#### [Directions]
- 1) In the passage about Deepa Mehta's film Water, which city was Mehta filming in when mobs wrecked her set in 2000?
- 2) Repeat word for word the part of the passage about Deepa Mehta's film Water between "Hindu nationalists are" and "and threatening Mehta.", inclusive.

Hindu nationalists are having another go at film director Deepa Mehta over her film Water, which portrays the harsh treatment meted out by Hindu society to widows.

When Canada-based Mehta was filming in the Hindu holy city of Benares in 2000, angry Hindu mobs launched violent protests, wrecking the set and equipment, and threatening Mehta.

This time round, following the film's recent US premiere, they have been burning pirated DVDs of the movie and warning shopkeepers not to stock it.

'We will not allow the film to be shown here. It insults Hindu sentiments and depicts Hindu culture in a poor light,' said Gaurav Sharma, an official with Shiv Sena, a right-wing Hindu group. Mr Sharma said any cinema showing the movie would 'face the consequences'.

In 1998, Shiv Sena gangs disrupted the showing in Bombay of an earlier Mehta film, Fire, which portrays a lesbian relationship, smashing windows and burning posters.

Although the Supreme Court ordered that protection be given to cinemas, owners were too frightened to show the film.

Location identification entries
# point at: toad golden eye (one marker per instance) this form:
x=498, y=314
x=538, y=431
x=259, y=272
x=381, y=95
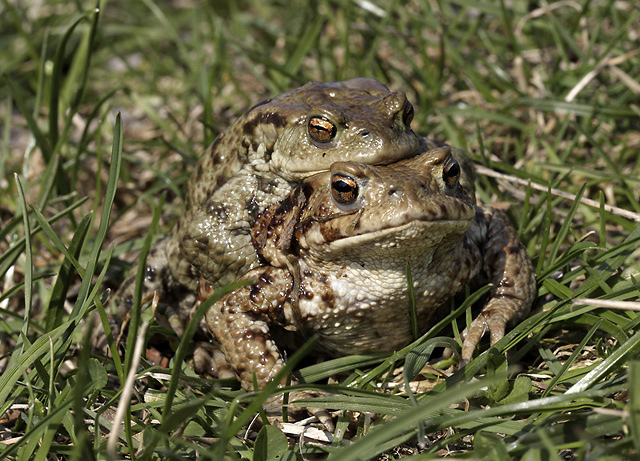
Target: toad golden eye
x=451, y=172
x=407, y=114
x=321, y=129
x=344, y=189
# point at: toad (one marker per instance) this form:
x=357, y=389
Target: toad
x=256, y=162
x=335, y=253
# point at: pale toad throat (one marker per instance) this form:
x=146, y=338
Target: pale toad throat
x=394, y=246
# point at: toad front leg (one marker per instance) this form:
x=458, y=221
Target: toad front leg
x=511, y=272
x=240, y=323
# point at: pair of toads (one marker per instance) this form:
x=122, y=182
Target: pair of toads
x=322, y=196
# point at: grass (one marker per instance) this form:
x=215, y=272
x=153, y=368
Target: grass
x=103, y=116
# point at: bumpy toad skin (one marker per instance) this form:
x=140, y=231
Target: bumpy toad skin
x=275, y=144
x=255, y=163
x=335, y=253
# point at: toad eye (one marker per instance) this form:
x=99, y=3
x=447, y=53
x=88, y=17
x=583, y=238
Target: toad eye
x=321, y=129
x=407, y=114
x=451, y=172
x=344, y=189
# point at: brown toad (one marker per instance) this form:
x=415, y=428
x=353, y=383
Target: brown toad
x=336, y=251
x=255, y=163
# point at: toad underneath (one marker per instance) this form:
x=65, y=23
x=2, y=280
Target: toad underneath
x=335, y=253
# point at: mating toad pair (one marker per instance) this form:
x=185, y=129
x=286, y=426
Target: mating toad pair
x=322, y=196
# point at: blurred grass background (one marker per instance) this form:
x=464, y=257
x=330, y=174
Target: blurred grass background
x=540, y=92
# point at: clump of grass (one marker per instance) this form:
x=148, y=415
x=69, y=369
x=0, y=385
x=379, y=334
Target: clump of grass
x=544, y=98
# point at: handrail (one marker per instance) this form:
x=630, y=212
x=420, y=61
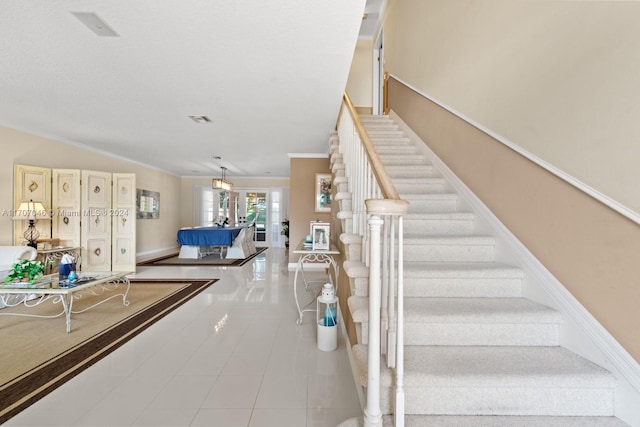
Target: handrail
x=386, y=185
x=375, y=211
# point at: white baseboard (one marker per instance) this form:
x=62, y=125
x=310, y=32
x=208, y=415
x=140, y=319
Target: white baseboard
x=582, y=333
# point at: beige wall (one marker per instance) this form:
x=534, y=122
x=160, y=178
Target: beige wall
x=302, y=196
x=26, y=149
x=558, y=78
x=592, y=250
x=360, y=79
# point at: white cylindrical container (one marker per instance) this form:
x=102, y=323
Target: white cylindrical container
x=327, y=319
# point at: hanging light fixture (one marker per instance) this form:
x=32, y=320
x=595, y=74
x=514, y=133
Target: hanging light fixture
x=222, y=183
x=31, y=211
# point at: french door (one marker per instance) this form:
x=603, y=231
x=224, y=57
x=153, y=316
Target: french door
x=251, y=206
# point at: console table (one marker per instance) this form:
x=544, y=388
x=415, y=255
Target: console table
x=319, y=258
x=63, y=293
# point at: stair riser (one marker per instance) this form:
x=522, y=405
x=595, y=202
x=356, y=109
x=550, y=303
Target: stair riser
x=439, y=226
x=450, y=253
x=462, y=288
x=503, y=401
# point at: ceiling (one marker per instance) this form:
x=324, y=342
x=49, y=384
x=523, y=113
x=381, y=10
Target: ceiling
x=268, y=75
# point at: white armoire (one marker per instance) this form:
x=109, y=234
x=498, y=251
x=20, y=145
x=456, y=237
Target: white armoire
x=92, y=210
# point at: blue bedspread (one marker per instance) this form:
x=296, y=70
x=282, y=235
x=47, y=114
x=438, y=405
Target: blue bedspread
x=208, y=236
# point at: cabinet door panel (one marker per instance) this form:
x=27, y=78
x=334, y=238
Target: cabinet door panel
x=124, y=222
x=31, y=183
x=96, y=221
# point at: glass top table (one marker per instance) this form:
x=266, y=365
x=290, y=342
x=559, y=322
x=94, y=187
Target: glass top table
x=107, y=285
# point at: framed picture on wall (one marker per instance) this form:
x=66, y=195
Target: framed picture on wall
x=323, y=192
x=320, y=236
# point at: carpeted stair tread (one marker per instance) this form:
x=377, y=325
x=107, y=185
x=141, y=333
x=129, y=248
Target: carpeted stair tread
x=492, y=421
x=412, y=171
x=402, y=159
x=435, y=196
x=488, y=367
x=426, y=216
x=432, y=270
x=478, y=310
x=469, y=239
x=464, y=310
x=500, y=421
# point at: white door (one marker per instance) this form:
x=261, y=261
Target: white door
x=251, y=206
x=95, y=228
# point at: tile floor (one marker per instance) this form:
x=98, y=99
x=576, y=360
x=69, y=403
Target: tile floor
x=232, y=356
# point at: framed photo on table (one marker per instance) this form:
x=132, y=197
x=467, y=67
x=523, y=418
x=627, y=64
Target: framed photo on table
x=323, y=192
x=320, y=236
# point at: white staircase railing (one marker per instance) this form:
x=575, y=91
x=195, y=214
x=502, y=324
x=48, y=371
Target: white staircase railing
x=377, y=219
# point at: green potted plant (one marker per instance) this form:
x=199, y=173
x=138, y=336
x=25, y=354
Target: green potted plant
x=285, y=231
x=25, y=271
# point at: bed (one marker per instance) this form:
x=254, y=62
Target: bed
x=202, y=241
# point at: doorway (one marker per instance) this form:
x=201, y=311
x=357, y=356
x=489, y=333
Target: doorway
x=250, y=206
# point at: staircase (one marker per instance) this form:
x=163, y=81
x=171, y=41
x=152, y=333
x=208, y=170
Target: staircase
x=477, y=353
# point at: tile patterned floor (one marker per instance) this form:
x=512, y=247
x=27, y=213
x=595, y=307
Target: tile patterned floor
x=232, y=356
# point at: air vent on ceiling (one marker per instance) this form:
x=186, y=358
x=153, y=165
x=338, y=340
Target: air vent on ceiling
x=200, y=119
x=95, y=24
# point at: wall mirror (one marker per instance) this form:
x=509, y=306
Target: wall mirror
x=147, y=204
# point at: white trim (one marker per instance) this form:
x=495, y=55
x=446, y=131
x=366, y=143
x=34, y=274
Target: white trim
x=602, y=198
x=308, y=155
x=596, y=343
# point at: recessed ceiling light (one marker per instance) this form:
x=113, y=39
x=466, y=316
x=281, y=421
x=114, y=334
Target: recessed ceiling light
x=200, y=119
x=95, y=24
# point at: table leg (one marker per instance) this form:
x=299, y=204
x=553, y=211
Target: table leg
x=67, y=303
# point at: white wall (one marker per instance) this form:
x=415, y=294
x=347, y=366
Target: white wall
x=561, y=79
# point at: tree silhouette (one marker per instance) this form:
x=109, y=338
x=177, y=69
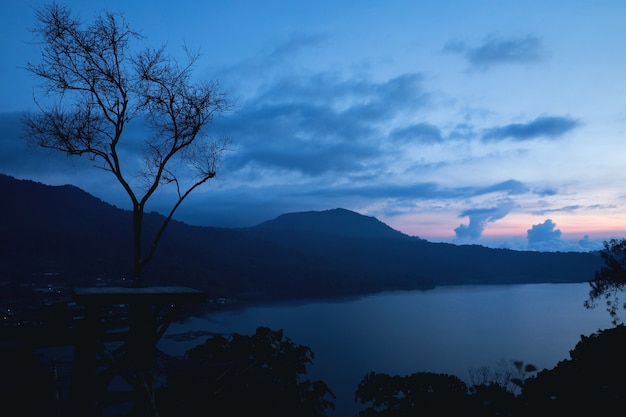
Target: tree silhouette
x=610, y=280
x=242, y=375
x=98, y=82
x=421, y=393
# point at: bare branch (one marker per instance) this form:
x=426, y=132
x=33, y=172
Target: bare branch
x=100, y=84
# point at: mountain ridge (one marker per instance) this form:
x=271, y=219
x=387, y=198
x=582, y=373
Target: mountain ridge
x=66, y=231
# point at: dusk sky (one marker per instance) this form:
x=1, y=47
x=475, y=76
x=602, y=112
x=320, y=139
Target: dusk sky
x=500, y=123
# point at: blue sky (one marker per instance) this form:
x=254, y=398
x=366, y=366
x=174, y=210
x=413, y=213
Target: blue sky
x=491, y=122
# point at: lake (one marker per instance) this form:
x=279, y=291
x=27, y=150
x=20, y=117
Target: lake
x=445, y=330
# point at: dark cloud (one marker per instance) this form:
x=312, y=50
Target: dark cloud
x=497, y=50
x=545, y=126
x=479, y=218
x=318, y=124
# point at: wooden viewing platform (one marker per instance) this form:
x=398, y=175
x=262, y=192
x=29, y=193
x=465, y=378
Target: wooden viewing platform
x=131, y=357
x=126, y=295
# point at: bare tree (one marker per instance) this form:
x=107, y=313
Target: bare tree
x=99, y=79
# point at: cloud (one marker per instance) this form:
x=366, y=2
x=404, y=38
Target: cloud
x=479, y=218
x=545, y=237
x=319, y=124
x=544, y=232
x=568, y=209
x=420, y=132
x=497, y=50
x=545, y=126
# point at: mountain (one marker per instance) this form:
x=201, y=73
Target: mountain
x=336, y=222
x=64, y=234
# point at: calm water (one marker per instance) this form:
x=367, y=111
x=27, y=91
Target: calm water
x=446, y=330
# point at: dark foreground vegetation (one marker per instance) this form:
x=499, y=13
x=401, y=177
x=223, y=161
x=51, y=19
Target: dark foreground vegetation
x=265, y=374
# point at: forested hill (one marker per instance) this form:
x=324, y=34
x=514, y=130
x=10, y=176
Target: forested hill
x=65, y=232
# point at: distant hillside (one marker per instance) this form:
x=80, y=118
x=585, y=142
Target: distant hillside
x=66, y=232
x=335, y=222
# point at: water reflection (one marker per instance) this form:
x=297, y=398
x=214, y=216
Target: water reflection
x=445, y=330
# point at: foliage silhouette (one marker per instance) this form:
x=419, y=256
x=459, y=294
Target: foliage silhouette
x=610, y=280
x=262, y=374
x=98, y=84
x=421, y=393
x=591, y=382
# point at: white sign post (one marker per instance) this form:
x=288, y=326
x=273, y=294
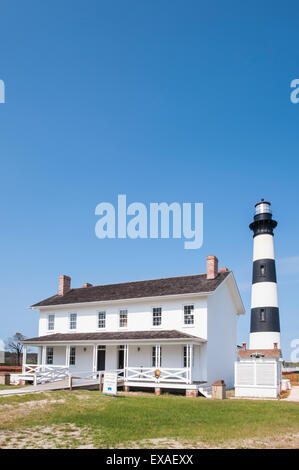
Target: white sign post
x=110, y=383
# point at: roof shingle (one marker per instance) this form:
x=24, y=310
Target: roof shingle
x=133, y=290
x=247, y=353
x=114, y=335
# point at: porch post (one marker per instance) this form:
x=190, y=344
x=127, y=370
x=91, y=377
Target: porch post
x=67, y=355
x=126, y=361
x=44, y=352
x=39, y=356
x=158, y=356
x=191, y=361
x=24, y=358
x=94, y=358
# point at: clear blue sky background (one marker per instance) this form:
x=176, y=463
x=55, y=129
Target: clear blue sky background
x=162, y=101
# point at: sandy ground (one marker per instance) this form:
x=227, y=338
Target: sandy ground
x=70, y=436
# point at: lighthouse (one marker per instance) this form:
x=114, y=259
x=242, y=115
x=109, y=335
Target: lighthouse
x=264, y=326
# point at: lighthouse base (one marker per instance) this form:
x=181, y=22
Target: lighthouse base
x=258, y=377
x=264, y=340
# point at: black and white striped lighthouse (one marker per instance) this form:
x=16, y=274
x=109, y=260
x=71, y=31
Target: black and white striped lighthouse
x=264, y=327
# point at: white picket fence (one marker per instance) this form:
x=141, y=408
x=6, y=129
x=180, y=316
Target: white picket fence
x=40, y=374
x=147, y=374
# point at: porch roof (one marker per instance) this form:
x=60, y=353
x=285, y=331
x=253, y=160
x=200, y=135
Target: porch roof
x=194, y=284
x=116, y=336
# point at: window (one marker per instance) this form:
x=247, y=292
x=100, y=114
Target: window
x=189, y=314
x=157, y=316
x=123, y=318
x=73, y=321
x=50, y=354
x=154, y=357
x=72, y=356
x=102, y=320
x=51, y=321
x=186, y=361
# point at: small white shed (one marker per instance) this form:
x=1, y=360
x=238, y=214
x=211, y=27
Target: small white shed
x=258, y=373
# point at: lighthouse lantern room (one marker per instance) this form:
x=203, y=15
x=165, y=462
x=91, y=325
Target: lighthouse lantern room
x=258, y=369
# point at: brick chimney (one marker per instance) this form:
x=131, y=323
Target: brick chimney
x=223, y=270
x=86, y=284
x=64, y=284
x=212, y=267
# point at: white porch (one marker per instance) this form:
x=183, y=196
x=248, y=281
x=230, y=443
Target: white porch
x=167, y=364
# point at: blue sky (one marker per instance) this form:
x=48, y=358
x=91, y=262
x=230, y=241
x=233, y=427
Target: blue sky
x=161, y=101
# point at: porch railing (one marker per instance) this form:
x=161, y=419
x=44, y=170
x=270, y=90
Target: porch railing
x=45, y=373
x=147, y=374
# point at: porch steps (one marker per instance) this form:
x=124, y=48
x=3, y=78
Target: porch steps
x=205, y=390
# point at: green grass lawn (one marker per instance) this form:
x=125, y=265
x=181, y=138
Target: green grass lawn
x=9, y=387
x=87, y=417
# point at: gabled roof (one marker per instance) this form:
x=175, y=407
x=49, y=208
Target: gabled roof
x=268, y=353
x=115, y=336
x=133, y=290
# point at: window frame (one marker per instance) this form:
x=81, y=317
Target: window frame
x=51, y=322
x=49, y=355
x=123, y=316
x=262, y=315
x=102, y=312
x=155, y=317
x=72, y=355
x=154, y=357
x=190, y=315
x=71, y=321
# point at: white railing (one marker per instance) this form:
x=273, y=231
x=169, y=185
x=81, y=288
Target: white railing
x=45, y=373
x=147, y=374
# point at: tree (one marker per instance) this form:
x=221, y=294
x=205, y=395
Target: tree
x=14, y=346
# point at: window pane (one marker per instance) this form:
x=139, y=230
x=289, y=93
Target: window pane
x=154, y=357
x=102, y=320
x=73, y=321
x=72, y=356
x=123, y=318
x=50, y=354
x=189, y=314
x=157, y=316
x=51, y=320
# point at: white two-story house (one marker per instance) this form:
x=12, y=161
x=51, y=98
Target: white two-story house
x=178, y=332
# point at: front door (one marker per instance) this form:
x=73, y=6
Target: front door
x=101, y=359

#### [Solution list]
- 1) Benares

- 2)
Hindu nationalists are having another go at film director Deepa Mehta over her film Water, which portrays the harsh treatment meted out by Hindu society to widows.

When Canada-based Mehta was filming in the Hindu holy city of Benares in 2000, angry Hindu mobs launched violent protests, wrecking the set and equipment, and threatening Mehta.